#### Selection:
§

The Off-Broadway Theatre Review: Natalie Margolin’s All Nighter
By Ross
“Do better,” one of the young women states, emphatically to another, as they gather around a hypnotically oblong table for their last full-on All Nighter in the last week of their last year in college. These four college seniors, who also share a living space, unpack and jam themselves in together in friendship and companionship, even though they can’t help but repeatedly acknowledge in frustration that they aren’t sitting at ‘their’ proper table. Those “productive” ones, led by the unseen Jenny Perkins, have taken possession of it across this study hall space, but they won’t stay the whole night, like these four plan on doing.
Yet they still find themselves there, gathered together as a solid friend pack, reminiscing, connecting, and trying to do their college work in this masterful new play by Natalie Margolin (The Party Hop) that sneaks up on you like a jagged little pill taken on a full stomach. It’s one of the most authentic unwrappings of what it must feel like to be a college-aged young woman in those long-lost days of Obama. Their language and angles are reminiscent of that time, moving freely about the space, with books and laptops in hand, eating and commenting forever on everything from the best things to dip in hummus to their counted Adderall pill-popping protocols. It’s fascinatingly smart and clever in a sharply sneaky manner, finding the frazzled frenzy with force, as they all somewhat settle in for their last all-nighter hurrah and communion, with a surprise unpacking that pings in with detailed, deliberate, and smartly defined dynamics.

§

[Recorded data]

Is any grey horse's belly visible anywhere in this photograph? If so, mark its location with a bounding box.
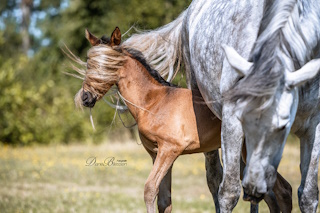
[182,0,263,119]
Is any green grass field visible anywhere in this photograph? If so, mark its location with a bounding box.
[0,136,318,212]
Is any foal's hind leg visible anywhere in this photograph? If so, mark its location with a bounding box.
[204,150,223,213]
[146,151,172,213]
[158,166,172,213]
[144,146,182,213]
[298,122,320,213]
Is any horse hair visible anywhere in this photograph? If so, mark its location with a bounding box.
[225,0,309,111]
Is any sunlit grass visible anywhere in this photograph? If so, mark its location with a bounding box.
[0,138,318,212]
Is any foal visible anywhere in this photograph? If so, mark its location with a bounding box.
[71,28,291,212]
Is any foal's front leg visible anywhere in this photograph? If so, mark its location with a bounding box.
[144,146,182,213]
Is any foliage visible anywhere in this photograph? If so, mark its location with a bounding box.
[0,0,190,145]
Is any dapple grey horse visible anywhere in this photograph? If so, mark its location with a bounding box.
[124,0,291,212]
[222,0,320,212]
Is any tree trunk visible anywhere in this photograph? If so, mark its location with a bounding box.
[21,0,33,54]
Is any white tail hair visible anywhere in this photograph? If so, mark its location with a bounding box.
[122,11,186,81]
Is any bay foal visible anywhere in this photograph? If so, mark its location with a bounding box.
[74,28,292,212]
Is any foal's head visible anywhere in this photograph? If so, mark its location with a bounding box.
[75,27,125,107]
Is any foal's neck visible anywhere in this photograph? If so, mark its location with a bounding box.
[117,56,170,118]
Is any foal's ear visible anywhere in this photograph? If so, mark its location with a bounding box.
[111,27,121,46]
[86,29,100,46]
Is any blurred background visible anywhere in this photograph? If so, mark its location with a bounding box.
[0,0,191,145]
[0,0,316,213]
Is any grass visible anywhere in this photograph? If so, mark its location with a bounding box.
[0,136,318,212]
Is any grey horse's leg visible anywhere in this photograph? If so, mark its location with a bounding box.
[204,150,223,213]
[240,144,292,213]
[157,167,172,213]
[218,103,243,212]
[240,157,260,213]
[298,124,320,213]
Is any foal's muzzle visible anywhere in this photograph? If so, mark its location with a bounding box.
[81,91,97,108]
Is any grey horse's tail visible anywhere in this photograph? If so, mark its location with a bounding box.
[123,11,186,81]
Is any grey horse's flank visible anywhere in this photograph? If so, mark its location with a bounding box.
[123,0,292,212]
[224,0,320,212]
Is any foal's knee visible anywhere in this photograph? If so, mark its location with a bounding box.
[144,182,159,205]
[158,198,172,213]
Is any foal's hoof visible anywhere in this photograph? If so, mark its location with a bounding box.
[243,192,263,205]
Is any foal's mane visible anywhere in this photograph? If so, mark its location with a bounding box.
[227,0,310,111]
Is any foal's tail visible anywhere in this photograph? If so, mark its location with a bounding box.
[123,11,186,81]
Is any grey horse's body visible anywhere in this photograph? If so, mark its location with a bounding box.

§

#### Aim:
Copy the review's passage between "The Off-Broadway Theatre" and "plan on doing.", inclusive, swapping "table" for "desk" wherever it appears. Work from the review alone, not the rows.

#### Correct result:
The Off-Broadway Theatre Review: Natalie Margolin’s All Nighter
By Ross
“Do better,” one of the young women states, emphatically to another, as they gather around a hypnotically oblong desk for their last full-on All Nighter in the last week of their last year in college. These four college seniors, who also share a living space, unpack and jam themselves in together in friendship and companionship, even though they can’t help but repeatedly acknowledge in frustration that they aren’t sitting at ‘their’ proper desk. Those “productive” ones, led by the unseen Jenny Perkins, have taken possession of it across this study hall space, but they won’t stay the whole night, like these four plan on doing.